### Extrait du document
● ● ● ●
10 juin 2019 1 10 /06 /juin /2019 16:00

 

La charité représentait peut être un acte paternaliste de la part des classes nanties qui se donnaient ainsi bonne conscience. Mais à défaut d'action sociale développée, il était heureux de pouvoir y avoir recours pour parer aux carences et aux lenteurs de l'action publique, ce sera là le cœur de la controverse entre la société des Œuvres de Mer et les politiciens d'idéal laïque au début du XXème siècle. Cependant les associations laïques et même anticléricales comme les « Bleus des Côtes du Nord » se lançaient aussi dans des œuvres de bienfaisance.

 

Il faut se garder de juger le comportement des gens de cette époque avec nôtre idéal actuel d'une société sociale, et encore que l'État providence que nous connaissons n'est pas toujours à l'abri des critiques.

Le principal inconvénient des actes de charité était qu'ils étaient surtout déclenchés par des émotions fortes facilement provoqués par les naufrages d'Islandais que le maître Pierre Loti avait propulsés sur le devant de la scène. On conçoit la tentation du misérabilisme pour attendrir les cœurs et délier les bourses.

 

Les émouvants récits de « Pêcheurs d'Islande » ont éveillé une invincible et légitime sympathie pour nos marins, sympathie, qui, par une naturelle association d'idées, après I'admiration qu'elle a fait naître, met au cœur de ceux qui l'éprouvent le désir de protéger et de défendre. L'opinion publique, intéressée par l'œuvre de Loti à notre industrie, n'a retenu que les tristes combats pour la vie, avec leurs trop nombreux cortèges de deuils et de misères, et, comme si ce n'était pas assez de poignantes réalités, elle en a souvent augmenté les sombres visions.
● ● ● ●
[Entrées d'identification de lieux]
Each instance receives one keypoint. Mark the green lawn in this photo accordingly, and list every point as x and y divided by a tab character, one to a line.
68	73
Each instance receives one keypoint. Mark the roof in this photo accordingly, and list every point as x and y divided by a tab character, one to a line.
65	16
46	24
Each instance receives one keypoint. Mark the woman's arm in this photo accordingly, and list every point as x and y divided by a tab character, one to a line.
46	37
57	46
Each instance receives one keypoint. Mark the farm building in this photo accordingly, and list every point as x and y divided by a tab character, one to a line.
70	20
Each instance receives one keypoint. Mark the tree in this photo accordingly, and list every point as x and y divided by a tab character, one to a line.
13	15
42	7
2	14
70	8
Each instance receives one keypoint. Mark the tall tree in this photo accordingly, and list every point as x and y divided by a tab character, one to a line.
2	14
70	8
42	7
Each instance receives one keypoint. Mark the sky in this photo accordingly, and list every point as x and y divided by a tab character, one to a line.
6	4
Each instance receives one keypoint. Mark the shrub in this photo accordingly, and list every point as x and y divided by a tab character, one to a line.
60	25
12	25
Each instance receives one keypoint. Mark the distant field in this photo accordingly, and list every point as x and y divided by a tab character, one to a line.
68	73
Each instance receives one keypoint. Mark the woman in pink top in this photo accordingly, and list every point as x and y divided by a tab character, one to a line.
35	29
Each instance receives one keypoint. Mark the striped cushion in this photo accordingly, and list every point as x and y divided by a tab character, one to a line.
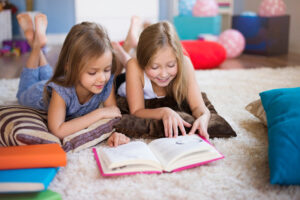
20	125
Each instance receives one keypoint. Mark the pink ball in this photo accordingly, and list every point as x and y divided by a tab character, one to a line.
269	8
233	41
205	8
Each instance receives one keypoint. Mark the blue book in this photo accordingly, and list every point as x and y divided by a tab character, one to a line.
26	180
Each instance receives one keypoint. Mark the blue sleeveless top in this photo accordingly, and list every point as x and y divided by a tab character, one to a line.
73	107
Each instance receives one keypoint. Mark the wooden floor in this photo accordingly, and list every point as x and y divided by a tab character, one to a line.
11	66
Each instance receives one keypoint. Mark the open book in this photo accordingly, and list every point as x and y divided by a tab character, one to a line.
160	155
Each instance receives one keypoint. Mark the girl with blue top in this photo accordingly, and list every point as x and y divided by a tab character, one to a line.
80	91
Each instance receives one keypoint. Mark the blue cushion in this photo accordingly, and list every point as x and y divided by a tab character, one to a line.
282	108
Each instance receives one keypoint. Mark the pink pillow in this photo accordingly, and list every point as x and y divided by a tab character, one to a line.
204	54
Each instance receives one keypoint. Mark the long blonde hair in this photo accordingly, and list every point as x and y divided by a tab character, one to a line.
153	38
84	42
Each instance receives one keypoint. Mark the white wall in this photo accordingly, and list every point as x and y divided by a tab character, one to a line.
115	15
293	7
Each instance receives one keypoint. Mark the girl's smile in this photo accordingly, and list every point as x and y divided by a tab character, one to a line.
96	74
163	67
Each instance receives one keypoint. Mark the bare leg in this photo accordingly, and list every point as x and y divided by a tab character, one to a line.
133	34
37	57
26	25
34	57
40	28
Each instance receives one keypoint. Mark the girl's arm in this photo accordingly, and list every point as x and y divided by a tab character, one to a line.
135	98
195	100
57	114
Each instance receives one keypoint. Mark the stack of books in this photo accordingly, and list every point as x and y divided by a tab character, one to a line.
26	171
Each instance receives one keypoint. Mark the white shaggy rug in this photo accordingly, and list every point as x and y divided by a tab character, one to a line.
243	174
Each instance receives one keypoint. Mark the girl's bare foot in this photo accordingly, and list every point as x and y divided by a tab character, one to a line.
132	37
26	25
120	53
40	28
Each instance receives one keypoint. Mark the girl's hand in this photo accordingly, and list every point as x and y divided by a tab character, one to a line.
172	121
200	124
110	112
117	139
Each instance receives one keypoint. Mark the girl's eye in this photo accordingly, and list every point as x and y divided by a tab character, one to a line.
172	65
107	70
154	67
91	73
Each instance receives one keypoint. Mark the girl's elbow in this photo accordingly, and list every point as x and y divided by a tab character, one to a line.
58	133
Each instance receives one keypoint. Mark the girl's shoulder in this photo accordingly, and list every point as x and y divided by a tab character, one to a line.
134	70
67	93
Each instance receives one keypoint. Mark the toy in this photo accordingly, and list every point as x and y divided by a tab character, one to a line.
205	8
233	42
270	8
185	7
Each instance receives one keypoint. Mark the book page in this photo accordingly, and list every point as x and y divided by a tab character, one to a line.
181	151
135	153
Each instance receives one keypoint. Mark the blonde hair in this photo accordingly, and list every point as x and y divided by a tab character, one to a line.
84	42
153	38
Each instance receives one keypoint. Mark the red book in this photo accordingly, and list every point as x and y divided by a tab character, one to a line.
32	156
● ● ● ●
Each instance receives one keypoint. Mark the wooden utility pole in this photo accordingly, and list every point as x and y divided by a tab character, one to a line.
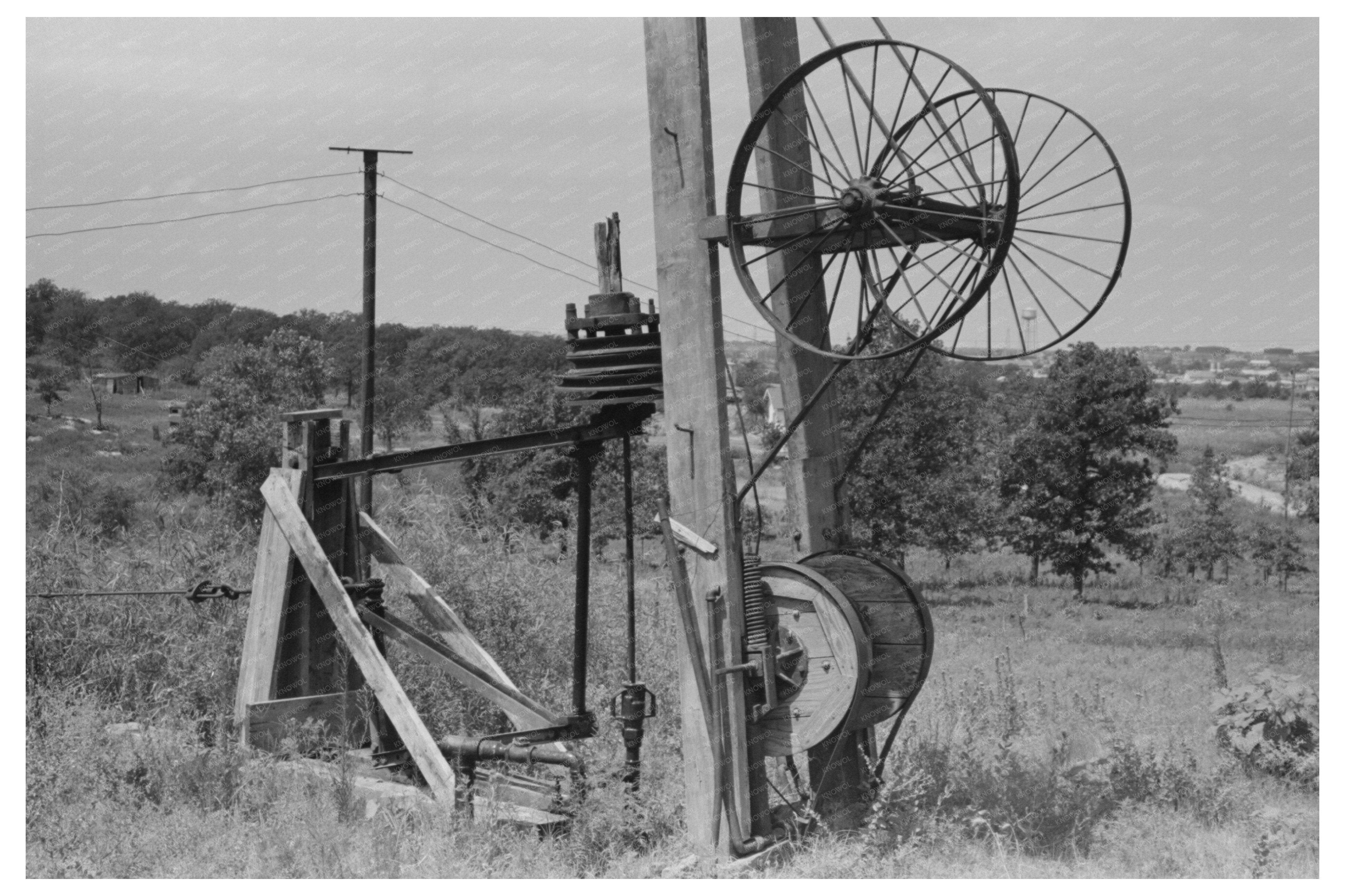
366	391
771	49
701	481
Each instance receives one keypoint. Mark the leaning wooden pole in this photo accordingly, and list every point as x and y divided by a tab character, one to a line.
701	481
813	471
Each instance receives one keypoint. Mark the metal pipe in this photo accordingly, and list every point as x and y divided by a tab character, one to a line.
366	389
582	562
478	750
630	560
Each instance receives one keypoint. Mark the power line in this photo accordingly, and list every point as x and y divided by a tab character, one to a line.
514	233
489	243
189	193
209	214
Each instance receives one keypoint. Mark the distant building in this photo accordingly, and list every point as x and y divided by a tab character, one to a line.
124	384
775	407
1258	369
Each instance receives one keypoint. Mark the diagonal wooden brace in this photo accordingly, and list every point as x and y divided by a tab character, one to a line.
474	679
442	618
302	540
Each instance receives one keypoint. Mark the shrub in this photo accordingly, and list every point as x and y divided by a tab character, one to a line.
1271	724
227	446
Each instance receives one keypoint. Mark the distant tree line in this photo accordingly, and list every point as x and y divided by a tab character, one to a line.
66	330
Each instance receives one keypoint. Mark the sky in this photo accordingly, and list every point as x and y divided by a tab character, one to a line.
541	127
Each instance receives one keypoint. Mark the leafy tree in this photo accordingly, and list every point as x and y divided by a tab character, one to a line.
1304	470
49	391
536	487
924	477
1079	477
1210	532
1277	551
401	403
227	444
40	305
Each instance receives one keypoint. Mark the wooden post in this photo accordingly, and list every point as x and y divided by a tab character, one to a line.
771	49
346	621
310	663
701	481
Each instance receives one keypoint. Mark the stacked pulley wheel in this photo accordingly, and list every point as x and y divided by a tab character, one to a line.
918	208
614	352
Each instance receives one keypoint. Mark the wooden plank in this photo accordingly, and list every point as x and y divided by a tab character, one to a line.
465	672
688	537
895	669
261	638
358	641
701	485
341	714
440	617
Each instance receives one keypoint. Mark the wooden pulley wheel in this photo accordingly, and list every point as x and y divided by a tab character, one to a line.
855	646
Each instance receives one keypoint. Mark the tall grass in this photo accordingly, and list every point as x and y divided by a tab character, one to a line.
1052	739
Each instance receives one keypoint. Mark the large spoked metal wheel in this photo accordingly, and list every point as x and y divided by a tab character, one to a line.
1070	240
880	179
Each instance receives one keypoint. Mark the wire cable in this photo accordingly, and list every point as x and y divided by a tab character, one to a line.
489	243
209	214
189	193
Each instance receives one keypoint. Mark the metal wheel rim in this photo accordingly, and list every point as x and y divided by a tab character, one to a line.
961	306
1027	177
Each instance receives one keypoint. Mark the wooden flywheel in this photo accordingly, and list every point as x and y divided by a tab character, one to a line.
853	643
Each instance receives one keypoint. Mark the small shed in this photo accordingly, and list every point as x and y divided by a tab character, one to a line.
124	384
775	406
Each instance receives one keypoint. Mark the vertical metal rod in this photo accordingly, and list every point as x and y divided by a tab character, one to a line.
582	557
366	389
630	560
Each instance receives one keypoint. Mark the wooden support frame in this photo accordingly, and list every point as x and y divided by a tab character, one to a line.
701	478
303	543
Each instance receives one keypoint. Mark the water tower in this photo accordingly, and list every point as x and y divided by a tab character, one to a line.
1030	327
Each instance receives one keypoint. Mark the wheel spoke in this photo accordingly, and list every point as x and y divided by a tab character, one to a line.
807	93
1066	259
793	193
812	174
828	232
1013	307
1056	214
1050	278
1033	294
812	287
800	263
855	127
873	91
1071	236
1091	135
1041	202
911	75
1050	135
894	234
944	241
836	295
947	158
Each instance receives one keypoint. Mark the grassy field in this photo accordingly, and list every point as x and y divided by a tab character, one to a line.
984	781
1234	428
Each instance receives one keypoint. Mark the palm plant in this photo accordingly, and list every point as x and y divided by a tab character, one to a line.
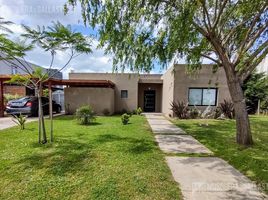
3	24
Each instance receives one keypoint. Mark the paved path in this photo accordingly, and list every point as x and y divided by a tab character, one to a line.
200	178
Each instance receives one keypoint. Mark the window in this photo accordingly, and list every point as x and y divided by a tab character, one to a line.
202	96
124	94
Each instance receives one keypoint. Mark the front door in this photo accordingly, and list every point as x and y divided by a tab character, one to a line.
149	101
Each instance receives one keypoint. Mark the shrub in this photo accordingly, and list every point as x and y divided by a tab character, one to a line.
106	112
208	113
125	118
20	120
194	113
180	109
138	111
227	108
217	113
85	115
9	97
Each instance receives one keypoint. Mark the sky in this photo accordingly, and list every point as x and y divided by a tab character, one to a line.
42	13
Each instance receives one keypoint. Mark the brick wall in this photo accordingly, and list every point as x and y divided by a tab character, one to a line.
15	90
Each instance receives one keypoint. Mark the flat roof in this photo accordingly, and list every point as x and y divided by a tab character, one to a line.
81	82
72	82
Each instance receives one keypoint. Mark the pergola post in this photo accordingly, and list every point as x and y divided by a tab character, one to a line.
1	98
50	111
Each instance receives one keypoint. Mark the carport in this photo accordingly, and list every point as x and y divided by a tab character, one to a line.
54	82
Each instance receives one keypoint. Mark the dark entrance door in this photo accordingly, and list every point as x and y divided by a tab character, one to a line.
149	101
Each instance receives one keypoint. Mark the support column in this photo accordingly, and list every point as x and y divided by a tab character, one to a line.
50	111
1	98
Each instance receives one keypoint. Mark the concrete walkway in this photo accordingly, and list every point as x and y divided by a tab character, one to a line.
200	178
● ● ● ●
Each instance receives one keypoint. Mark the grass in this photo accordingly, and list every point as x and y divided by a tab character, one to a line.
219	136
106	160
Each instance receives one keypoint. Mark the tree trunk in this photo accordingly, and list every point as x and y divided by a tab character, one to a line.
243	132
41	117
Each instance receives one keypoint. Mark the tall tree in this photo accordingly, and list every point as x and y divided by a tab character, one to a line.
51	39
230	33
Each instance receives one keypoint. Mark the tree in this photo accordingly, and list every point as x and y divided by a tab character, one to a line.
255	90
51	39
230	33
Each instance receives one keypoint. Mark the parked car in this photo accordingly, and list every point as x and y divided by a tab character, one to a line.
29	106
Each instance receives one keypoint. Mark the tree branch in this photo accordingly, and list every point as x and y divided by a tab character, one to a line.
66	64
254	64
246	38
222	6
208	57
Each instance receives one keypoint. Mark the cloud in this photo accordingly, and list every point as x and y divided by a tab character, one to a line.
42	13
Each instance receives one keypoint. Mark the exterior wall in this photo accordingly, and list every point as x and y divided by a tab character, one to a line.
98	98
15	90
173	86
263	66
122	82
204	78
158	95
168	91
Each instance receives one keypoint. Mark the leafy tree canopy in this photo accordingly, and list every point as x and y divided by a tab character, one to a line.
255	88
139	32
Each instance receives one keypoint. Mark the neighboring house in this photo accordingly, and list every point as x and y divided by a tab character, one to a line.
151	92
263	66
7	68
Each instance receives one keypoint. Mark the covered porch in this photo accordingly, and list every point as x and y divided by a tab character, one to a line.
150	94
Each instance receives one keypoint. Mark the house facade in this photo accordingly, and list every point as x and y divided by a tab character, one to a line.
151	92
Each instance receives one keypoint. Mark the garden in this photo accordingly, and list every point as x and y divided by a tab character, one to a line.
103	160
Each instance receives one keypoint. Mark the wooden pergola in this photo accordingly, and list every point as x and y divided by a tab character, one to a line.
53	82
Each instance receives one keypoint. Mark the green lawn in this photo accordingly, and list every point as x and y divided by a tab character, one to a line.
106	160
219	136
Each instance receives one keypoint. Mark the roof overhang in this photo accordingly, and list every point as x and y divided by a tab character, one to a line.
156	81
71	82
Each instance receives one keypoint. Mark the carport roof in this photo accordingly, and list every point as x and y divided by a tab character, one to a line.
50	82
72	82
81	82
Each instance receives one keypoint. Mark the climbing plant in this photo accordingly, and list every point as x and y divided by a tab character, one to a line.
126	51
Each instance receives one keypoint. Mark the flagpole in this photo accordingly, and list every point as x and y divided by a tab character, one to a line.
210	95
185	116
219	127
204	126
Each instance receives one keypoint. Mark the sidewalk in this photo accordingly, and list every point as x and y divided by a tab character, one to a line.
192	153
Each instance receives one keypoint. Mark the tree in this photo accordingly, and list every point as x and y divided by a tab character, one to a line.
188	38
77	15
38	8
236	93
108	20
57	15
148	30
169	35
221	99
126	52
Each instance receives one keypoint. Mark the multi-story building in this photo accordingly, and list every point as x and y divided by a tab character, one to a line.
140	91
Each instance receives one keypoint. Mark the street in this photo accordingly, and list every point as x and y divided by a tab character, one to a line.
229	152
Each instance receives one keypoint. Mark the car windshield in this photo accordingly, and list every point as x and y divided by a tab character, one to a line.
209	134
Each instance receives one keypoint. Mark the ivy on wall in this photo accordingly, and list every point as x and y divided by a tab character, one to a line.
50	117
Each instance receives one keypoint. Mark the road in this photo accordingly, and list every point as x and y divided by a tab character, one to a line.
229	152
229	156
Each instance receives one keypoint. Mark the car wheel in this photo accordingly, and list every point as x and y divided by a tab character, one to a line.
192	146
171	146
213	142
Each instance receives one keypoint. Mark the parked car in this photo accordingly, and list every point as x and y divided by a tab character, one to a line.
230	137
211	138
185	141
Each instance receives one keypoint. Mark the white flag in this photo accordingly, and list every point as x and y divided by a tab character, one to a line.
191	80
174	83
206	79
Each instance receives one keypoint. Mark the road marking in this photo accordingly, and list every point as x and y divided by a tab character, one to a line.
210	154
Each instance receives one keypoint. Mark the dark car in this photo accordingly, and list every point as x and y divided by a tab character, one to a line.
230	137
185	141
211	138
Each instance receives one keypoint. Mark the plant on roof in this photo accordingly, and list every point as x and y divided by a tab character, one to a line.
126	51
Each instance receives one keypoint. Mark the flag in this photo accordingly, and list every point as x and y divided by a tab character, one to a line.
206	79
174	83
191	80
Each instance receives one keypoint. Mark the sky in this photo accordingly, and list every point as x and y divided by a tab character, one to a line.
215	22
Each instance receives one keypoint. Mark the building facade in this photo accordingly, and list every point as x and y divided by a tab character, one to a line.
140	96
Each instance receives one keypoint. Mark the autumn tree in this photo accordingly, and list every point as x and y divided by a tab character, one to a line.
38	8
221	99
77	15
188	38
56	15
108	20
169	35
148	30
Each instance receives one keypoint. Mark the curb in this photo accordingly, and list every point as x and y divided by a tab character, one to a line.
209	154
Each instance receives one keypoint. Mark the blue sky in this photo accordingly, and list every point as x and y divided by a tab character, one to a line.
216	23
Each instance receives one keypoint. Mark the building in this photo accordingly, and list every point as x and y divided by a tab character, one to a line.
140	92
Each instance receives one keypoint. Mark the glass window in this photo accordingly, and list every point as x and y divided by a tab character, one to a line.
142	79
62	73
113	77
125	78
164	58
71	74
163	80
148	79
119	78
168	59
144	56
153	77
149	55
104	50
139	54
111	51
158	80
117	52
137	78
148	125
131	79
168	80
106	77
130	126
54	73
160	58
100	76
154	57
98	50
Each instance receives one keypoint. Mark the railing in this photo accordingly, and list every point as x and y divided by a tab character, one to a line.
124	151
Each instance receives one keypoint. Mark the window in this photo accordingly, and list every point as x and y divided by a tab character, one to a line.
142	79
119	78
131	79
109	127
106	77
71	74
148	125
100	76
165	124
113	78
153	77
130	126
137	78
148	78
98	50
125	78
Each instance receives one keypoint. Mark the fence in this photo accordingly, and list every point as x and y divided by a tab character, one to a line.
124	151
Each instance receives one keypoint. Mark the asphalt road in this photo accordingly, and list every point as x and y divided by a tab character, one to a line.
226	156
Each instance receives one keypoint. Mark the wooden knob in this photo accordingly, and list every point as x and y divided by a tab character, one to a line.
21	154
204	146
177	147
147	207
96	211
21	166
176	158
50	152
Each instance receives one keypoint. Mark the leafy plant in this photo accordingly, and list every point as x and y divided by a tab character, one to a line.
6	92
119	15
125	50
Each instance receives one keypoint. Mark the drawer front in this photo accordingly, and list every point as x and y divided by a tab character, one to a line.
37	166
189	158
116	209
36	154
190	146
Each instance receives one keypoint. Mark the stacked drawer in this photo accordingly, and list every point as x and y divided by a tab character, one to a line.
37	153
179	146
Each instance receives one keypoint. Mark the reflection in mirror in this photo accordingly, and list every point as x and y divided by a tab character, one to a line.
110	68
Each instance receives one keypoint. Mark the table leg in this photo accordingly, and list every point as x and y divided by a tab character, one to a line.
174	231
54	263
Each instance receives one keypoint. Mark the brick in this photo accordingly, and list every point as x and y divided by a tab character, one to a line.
● ● ● ●
### Tâches à effectuer
• 1. Quels noms de personnes, d'associations ou d'œuvres littéraires le texte sur la charité cite-t-il ? Donnez-les tous.
• 2. Prolongez le texte sur la charité après sa dernière phrase.

### Résultats par tâche
• 1.
- la société des Œuvres de Mer
- les « Bleus des Côtes du Nord »
- Pierre Loti
- « Pêcheurs d'Islande »

• 2.
Francisque Gicquel 1893

 

Pour atténuer les inconvénients du caractère épisodique des dons, alors que certaines années des sinistres moins spectaculaires ou moins groupés passaient inaperçus du public, il a fallu créer des caisses de secours permanentes pour garder les excédents des années plus productives et répartir sur toutes les catégories de marins. Car n'oublions pas que la statistique de mortalité compte en France entre 1887 et 1891 à côté de 150 morts en grande pêche, 253 en petite pêche, 55 au bornage, 131 au cabotage, 244 au long cours.

 

Les secours que la Société envoie ont, sur ceux qui proviennent d'initiatives particulières, cette supériorité très grande d'être toujours égaux pour des infortunes égales, et de n'exciter aucun sentiment de jalousie entre les familles que le malheur a frappées.

Pierre Loti 1887

 

La première catastrophe islandaise à émouvoir l'opinion semble celle de 1873. Celle de 1870 semble être passée inaperçue par suite de la guerre franco-prussienne. Le retentissement n'a cependant été que départemental. C'est le préfet des Côtes du Nord et les personnalités du département qui ont dirigé une souscription publique qui a rapporté 9836 francs ( 90 disparus ).

La seconde eut lieu en 1887, un an après la parution de « Pêcheurs d'Islande », c'est la souscription Loti par l'intermédiaire du Figaro, à l'occasion du naufrage de la Petite Jeanne qu'il comparait à la Léopoldine de son roman et de la Catherine. Ce fut évidemment un plein succès avec 28.055 francs ( 48 ayant droit ).

 

C'est alors que j'ai mieux compris l'espèce de protestation courtoise que m'avaient envoyée les armateurs de Paimpol dès le début de la souscription du Figaro ; ils s'étaient effrayés presque de voir l’argent arriver si vite aux veuves de la Petite Jeanne, quand d'autres femmes du même pays, demeurant porte à porte avec elles, ayant eu le même malheur dans d'autres naufrages, allaient rester dans une détresse profonde. Ils m'avaient prié instamment de demander aux donateurs la permission de verser ces fonds à la Société De Courcy, et j'avais été sur le point de le faire.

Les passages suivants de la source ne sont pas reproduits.